**Exercise description**
Pull out each line of the data below that contains the word "teeth".

━━━━━━━━

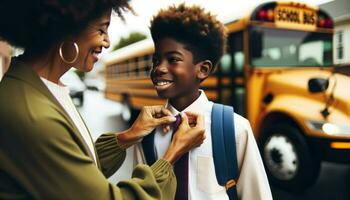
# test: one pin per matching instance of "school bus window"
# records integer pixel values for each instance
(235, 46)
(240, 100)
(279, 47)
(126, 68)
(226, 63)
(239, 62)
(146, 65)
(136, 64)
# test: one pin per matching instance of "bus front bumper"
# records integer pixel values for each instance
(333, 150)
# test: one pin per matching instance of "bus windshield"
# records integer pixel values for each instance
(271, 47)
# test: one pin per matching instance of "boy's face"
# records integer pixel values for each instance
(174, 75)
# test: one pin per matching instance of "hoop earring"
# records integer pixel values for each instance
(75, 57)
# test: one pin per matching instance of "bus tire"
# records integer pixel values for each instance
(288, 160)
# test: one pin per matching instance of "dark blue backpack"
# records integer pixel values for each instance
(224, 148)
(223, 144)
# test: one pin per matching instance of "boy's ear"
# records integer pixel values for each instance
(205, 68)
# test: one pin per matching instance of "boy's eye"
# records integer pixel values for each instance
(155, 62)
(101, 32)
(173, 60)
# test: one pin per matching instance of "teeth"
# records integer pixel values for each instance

━━━━━━━━

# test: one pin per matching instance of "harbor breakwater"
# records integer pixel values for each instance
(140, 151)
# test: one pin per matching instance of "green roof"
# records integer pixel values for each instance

━━━━━━━━

**Task output**
# test: one pin per matching instance of "teeth"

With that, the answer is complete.